課題 – 抜粋から、「静岡とマリオといきものがすき」を含む語句で始まり「楽になりたくて仕事してるわけですから。」で終わる部分を、一字も変えずに書き写してください。

抜粋 –
===

もくじ
第1回ミリオンセラーの影響。 2016-05-16-Mon
第2回チヤホヤされたいきもち。 2016-05-16-Mon
第3回お金とのつきあい方。 2016-05-16-Mon
第4回キラキラとした存在に。 2016-05-16-Mon
第5回そして飽きないおもしろさへ。 2016-05-16-Mon

静岡とマリオといきものがすきなひと。書いたり描いたりして自由気ままに生きてます。@kikai_RGB

書くって、かっくいい

第5回 そして飽きないおもしろさへ。

古賀
糸井さんの中では、
「ひと山当てたい」って気持ちはあるんですか?
糸井
いつもひと山当てたいと思っていますよ。
楽になりたくて仕事してるわけですから。
古賀
それ、おっしゃいますよね。
糸井
苦しくてしょうがないわけですよ、ぼくは。
めんどくさいし。

古賀
『ほぼ日』を始められたころに、
「働くことが流行っている」ということを
書かれていたじゃないですか。
あの時期と今とでは、
仕事に対する感覚って違うんですか?
糸井
あの時期も、我慢してたんだと思います。
釣りを一生懸命やる経験と、
働くことが流行っているという経験が同じで。
前の日に友達の分まで釣りのセットを用意して、
車を運転して、迎えに行って、じゃ行こう
ってやるのって、苦労ですよね。
古賀
はい、そうですね。
糸井
でも、それをやりたくて
楽しくてやってるわけだから、いいんですよ。
それと同じで、『ほぼ日』を始めたときに、
『ほぼ日』っていう、まだ名前もないころから
「こういうことっておもしろいぞ」と思っていたので。
釣りと同じぐらいおもしろかったんですよ。
そのときの気持ちは
ちょっと形を変えてますけど、似てますよね。
1つずつの仕事については、ずっと「ああ嫌だ嫌だ」。
古賀
はははは(笑)。
そうですよね。ぼくも本書くの嫌です(笑)。
糸井
楽しくないですよね(笑)。
古賀
うん、楽しくないです、本当は(笑)。辛いです。
糸井
辛いですよね。
古賀
辛いです、ほんとに辛いです。

糸井
でも、仕事嫌いなのに
「こんなにいろいろ手を出して、よく頑張ってるね」
って言われるぐらいはやっていますよね。
何ででしょうね(笑)。
古賀
うーん‥‥。
例えば、三連休があったしても、
一日半ぐらいでもう仕事のことを考えちゃうんですよね。
それはワーカーホリックなのかっていうと、
ちょっと違うんですよ。
糸井
はい。
古賀
子供のころにファミコンに夢中になっていたのと
あまり変わらなくて。
ゲームでも、おもしろさと辛さ両方あるじゃないですか。
「なんでずっとこんなザコ敵と戦わなきゃいけないんだ、
 早くボスの所へ行きたいのに」
っていう感覚が結構近いんですよね。
1個1個の過程はほんとにめんどくさいんですけど、
「この経験を詰まないとラスボスに会えないしな」って。
その、クリアに向かって動いていくっていうのが、
“目の前に何か課題があったら解かずにはいられない”

===

抽出データ –
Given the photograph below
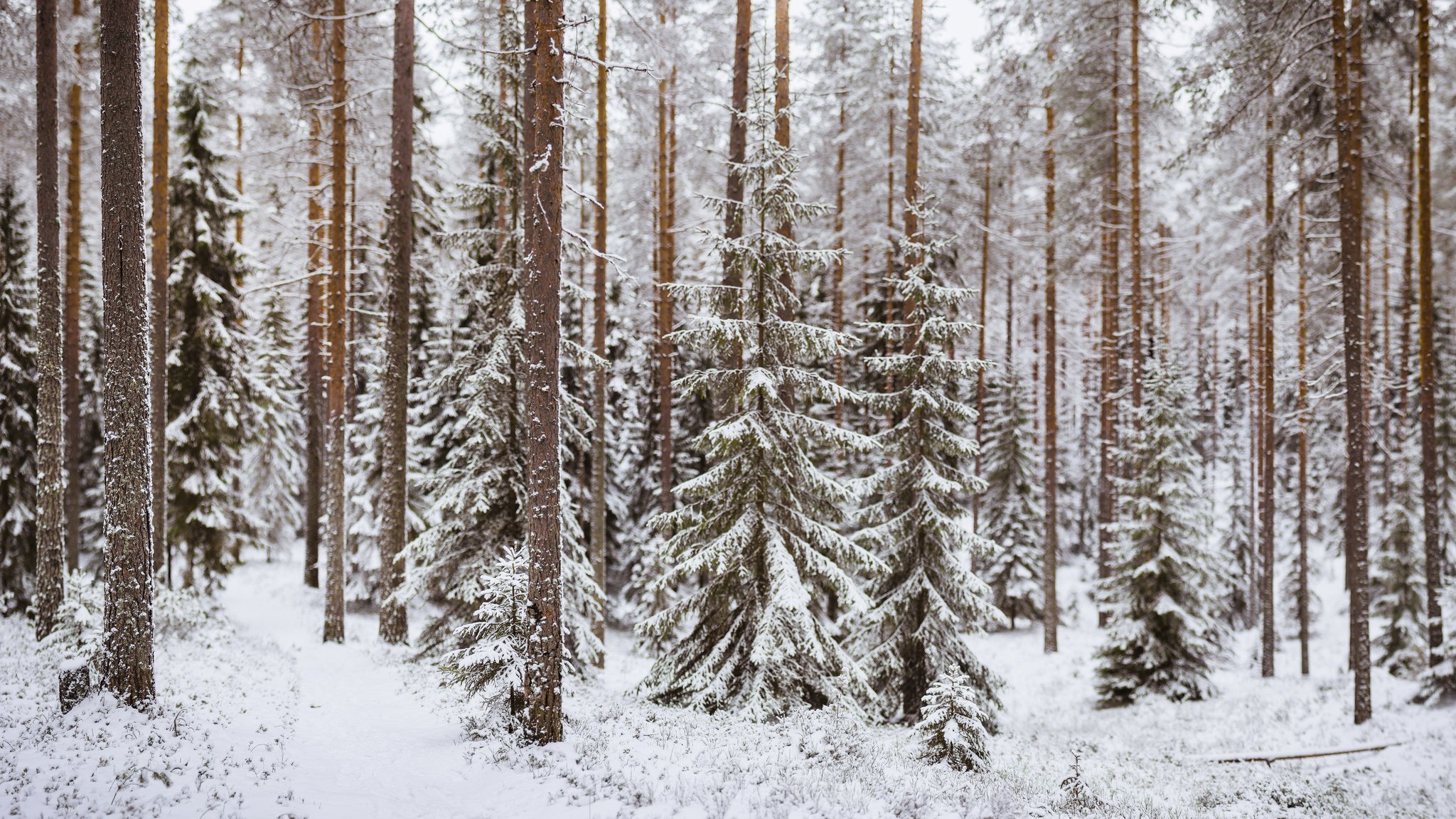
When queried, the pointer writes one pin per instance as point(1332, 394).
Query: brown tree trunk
point(737, 154)
point(1430, 477)
point(1302, 410)
point(542, 194)
point(599, 337)
point(665, 208)
point(50, 541)
point(1111, 304)
point(126, 381)
point(393, 626)
point(1049, 560)
point(70, 355)
point(1267, 416)
point(1135, 206)
point(161, 311)
point(337, 352)
point(1351, 222)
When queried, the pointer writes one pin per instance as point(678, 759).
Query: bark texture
point(126, 379)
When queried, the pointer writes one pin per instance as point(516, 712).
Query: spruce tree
point(1162, 589)
point(756, 525)
point(1011, 506)
point(18, 402)
point(915, 522)
point(210, 382)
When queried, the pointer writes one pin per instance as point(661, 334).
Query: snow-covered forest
point(727, 408)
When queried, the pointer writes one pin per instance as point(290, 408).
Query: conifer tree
point(18, 402)
point(916, 520)
point(1164, 631)
point(210, 385)
point(756, 523)
point(1011, 506)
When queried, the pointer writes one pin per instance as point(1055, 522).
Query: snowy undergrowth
point(629, 758)
point(215, 742)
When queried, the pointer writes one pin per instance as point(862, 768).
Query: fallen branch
point(1271, 758)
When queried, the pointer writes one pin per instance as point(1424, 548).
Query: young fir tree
point(210, 384)
point(1398, 589)
point(1011, 506)
point(274, 458)
point(754, 528)
point(18, 404)
point(1162, 589)
point(478, 486)
point(915, 522)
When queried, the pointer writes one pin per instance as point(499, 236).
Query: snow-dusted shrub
point(953, 724)
point(493, 659)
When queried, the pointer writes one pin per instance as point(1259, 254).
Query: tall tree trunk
point(50, 542)
point(1111, 305)
point(737, 154)
point(73, 327)
point(126, 381)
point(542, 193)
point(1302, 412)
point(1351, 223)
point(237, 225)
point(1267, 416)
point(393, 626)
point(161, 311)
point(1135, 206)
point(1430, 477)
point(1049, 560)
point(664, 279)
point(337, 353)
point(980, 331)
point(599, 337)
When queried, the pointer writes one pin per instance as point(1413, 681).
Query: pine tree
point(18, 402)
point(210, 385)
point(1012, 513)
point(916, 520)
point(1161, 594)
point(756, 525)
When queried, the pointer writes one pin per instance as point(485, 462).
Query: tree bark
point(161, 311)
point(393, 626)
point(1049, 560)
point(1351, 225)
point(599, 337)
point(542, 194)
point(337, 352)
point(70, 355)
point(50, 542)
point(1430, 476)
point(126, 382)
point(1267, 422)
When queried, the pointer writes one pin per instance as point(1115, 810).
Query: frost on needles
point(757, 523)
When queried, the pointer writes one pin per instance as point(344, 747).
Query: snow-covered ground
point(257, 717)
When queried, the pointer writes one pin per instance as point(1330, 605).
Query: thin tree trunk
point(1351, 215)
point(1430, 477)
point(73, 328)
point(737, 154)
point(1302, 410)
point(542, 193)
point(1049, 560)
point(50, 542)
point(161, 311)
point(337, 352)
point(393, 626)
point(126, 381)
point(1267, 416)
point(1135, 168)
point(599, 337)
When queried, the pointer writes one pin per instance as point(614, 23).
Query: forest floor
point(257, 717)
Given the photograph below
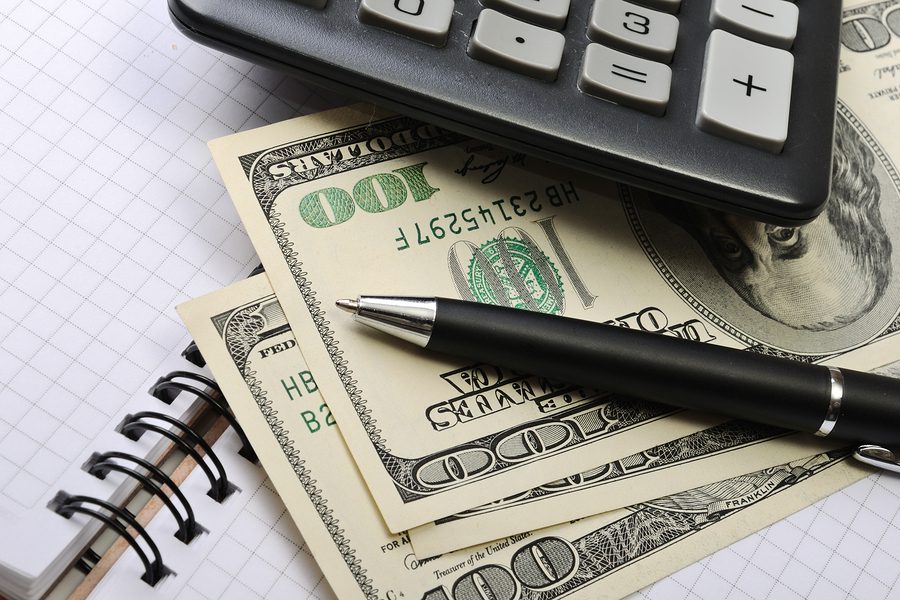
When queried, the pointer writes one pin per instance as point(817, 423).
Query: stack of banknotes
point(423, 476)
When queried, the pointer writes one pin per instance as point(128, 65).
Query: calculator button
point(633, 28)
point(549, 13)
point(665, 5)
point(516, 45)
point(626, 79)
point(425, 20)
point(745, 93)
point(771, 22)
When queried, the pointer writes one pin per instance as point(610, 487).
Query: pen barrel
point(870, 410)
point(655, 367)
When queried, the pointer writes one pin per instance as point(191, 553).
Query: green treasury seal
point(511, 272)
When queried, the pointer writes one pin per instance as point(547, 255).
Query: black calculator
point(725, 103)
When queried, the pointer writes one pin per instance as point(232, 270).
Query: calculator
point(725, 103)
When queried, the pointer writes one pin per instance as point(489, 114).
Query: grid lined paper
point(111, 212)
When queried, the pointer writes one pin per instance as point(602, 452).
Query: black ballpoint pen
point(840, 403)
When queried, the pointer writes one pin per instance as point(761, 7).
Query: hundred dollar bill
point(358, 201)
point(870, 80)
point(243, 334)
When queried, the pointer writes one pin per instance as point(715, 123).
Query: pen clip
point(878, 456)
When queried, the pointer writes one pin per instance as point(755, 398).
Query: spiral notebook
point(110, 214)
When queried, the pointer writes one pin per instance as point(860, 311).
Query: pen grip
point(655, 367)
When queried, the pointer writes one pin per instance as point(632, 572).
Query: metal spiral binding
point(100, 464)
point(134, 426)
point(67, 505)
point(166, 389)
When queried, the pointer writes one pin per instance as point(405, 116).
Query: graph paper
point(111, 213)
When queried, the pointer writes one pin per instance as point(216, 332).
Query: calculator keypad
point(547, 13)
point(633, 28)
point(771, 22)
point(626, 79)
point(516, 45)
point(425, 20)
point(745, 93)
point(747, 74)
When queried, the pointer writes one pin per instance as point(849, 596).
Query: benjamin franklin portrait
point(820, 287)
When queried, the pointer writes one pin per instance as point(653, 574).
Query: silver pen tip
point(347, 304)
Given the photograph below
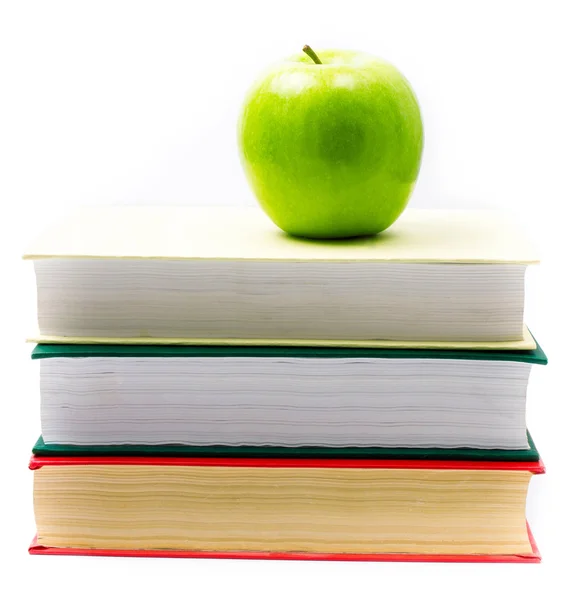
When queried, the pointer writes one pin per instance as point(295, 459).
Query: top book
point(221, 275)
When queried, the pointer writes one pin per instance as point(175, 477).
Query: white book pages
point(284, 402)
point(284, 300)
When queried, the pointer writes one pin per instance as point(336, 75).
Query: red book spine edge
point(37, 462)
point(534, 557)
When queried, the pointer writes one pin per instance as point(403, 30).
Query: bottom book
point(313, 509)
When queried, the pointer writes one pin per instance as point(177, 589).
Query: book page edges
point(533, 557)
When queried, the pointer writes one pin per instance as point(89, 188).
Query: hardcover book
point(181, 275)
point(283, 508)
point(227, 396)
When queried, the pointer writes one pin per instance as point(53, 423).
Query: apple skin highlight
point(331, 150)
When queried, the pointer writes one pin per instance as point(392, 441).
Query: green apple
point(331, 143)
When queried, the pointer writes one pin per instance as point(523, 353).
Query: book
point(229, 276)
point(283, 508)
point(226, 396)
point(529, 454)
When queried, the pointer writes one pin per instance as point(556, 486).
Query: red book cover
point(534, 467)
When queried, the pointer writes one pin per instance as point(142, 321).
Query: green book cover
point(43, 351)
point(473, 454)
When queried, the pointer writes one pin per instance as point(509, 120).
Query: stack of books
point(211, 386)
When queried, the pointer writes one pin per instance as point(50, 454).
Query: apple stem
point(312, 54)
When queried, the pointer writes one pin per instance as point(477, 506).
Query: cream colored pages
point(527, 343)
point(419, 236)
point(282, 509)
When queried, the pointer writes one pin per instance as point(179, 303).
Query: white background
point(136, 102)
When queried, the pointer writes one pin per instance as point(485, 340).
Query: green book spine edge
point(44, 351)
point(473, 454)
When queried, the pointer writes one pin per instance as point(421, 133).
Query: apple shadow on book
point(362, 240)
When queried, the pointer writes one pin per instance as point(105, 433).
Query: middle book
point(291, 399)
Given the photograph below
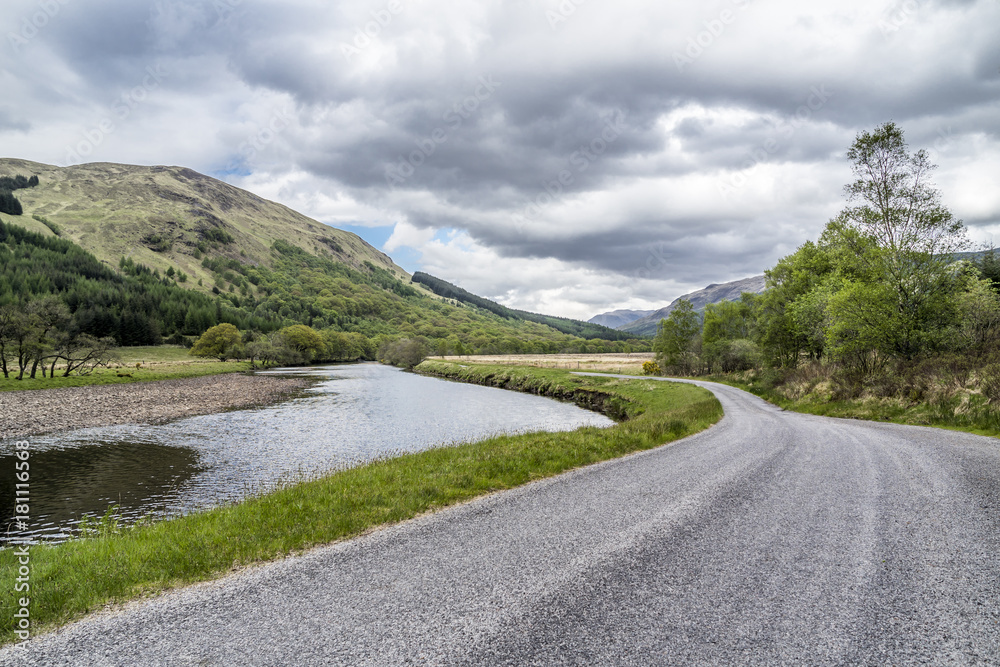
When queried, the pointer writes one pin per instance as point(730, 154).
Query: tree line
point(885, 287)
point(587, 330)
point(10, 204)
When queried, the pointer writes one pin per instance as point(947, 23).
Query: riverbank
point(24, 413)
point(133, 365)
point(80, 576)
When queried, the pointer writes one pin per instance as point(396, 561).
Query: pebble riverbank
point(24, 413)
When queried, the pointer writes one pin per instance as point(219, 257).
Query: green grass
point(80, 576)
point(969, 415)
point(162, 362)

===

解答 –
静岡とマリオといきものがすきなひと。書いたり描いたりして自由気ままに生きてます。@kikai_RGB

書くって、かっくいい

第5回 そして飽きないおもしろさへ。

古賀
糸井さんの中では、
「ひと山当てたい」って気持ちはあるんですか?
糸井
いつもひと山当てたいと思っていますよ。
楽になりたくて仕事してるわけですから。